Problem description -
What follows is a block of records; restate each one word for word.

Data to process -

- - - - - - -

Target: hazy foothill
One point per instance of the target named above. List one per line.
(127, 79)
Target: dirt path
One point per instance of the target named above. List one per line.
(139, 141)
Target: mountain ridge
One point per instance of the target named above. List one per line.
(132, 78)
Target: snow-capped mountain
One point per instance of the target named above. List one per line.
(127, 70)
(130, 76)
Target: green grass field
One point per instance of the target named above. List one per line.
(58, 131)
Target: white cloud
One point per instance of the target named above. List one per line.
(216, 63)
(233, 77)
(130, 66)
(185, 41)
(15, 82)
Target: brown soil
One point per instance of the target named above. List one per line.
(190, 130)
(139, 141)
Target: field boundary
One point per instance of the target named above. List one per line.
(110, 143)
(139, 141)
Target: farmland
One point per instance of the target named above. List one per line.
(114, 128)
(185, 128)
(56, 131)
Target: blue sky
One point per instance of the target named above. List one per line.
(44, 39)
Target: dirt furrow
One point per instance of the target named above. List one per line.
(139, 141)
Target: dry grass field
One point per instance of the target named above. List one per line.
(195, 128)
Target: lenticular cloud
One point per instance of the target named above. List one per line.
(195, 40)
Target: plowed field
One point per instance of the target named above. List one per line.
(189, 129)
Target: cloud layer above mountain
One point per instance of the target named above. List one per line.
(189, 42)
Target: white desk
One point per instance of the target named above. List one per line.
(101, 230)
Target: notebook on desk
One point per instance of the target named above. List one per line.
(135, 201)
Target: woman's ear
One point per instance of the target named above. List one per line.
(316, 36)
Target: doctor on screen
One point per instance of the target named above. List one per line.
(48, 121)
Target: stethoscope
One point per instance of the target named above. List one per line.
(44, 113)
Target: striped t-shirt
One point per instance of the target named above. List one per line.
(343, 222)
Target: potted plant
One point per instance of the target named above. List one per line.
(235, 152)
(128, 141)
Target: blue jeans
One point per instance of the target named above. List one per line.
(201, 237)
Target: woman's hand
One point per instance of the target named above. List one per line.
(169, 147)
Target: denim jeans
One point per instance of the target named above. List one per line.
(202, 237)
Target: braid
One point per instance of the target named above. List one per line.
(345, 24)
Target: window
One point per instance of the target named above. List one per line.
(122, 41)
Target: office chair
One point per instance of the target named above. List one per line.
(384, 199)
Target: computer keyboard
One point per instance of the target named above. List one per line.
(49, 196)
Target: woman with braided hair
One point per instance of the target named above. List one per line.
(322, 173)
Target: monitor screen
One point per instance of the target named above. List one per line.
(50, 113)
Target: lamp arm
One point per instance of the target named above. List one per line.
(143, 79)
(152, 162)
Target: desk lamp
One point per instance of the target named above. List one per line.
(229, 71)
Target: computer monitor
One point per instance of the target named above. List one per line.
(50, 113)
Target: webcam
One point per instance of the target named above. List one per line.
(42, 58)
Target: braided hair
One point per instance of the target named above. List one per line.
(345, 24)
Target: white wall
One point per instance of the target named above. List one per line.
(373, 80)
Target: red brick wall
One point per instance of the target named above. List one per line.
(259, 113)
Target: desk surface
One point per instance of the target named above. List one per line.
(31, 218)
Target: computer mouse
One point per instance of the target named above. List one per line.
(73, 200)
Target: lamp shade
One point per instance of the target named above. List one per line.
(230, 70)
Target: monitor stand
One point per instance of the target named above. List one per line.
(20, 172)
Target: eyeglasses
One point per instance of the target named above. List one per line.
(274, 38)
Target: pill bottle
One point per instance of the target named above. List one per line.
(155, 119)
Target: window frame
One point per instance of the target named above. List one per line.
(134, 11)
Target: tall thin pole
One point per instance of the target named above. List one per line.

- - - - - - -

Full answer -
Target: hazy foothill
One point per instance of the target named above. List one per line.
(127, 79)
Target: dirt path
One point per instance of the target named above. List one per line.
(139, 141)
Target: mountain ridge
One point per instance of the target named above. List one per line.
(132, 78)
Target: snow-capped mountain
One point per instance of the target named above. List one per line.
(127, 70)
(130, 76)
Target: green grass field
One point per instance of the target named above. List one per line.
(58, 131)
Target: white cloud
One point per instance of the target named above. List one per line.
(216, 63)
(233, 77)
(130, 66)
(185, 41)
(15, 82)
Target: brown soil
One point per instance of the target named above. List one per line.
(190, 130)
(139, 141)
Target: field boundary
One point per instance of the target named above. List one per line.
(110, 143)
(139, 141)
Target: farmland
One point per instance of the target named above. List one per line.
(114, 128)
(185, 128)
(56, 131)
Target: blue sky
One point per instance of the target named above. List one per line.
(44, 39)
Target: dirt furrow
One point per instance of the target named above. List one per line.
(139, 141)
Target: dry grass field
One point per instance of the target named above. List one per line.
(195, 128)
Target: lenticular cloud
One point per instance of the target named above. List one per line.
(195, 40)
Target: plowed field
One point per instance of the target named above. List one per line.
(189, 129)
Target: cloud layer above mountain
One point per instance of the target named above. List one per line.
(189, 42)
Target: white desk
One point per instance of the target named above. List one per line.
(101, 230)
Target: notebook on desk
One point per instance of the target named above. List one per line.
(135, 201)
Target: woman's ear
One point per instance of the target named above. List one per line.
(316, 36)
Target: doctor on screen
One point per instance of the target named above. List one per line.
(48, 121)
Target: stethoscope
One point per instance of the target named above. List one per line.
(44, 113)
Target: striped t-shirt
One point per instance of the target named above. List one per line.
(343, 222)
Target: potted plant
One point per instance of the target named above. List one per line.
(235, 152)
(128, 141)
Target: blue jeans
One point per instance of the target named above. List one per line.
(201, 237)
Target: woman's hand
One point per instance of the target named above. List one per line.
(169, 147)
Target: denim jeans
One point per instance of the target named above. List one per line.
(202, 237)
Target: braid
One point per instance of the target named above. List one per line.
(345, 24)
Target: window
One point per instance of the target named above. List one per line.
(122, 41)
Target: office chair
One point per instance of the target named above. List one per line.
(384, 199)
Target: computer keyboard
One point per instance of the target named above. List one per line.
(49, 196)
Target: woman with braided hair
One point per instance of the target named above. List one per line.
(322, 173)
Target: monitor screen
One point per instance of the target named above. List one per line.
(50, 113)
Target: lamp arm
One point per instance of the target named above. List one per line.
(143, 79)
(152, 162)
Target: desk lamp
One point per instance of the target named above. List one per line.
(229, 71)
Target: computer monitor
One point per instance of the target named above. List one per line.
(50, 113)
Target: webcam
One point per instance of the target named above. List one per line.
(42, 58)
Target: braided hair
One point per instance of the target named above. List one per line.
(345, 24)
Target: white wall
One point per instance of the target named above. List one per line.
(373, 80)
Target: red brick wall
One point per instance of the target named above. List one per line.
(259, 113)
Target: desk surface
One point per instance of the target named above. List one per line.
(31, 218)
Target: computer mouse
One point per instance of the target named above. List one per line.
(73, 200)
Target: lamp shade
One point per instance of the target named above. List one per line.
(230, 70)
Target: monitor stand
One point per instance of the target named above. List one per line.
(20, 172)
Target: eyeglasses
One point per instance of the target named above. List one per line.
(274, 38)
Target: pill bottle
One point per instance of the target named above. List one per line.
(155, 119)
Target: window frame
One point per instance of the target named above. List one per line.
(134, 11)
Target: tall thin pole
One point per instance of the target named above. List one per line.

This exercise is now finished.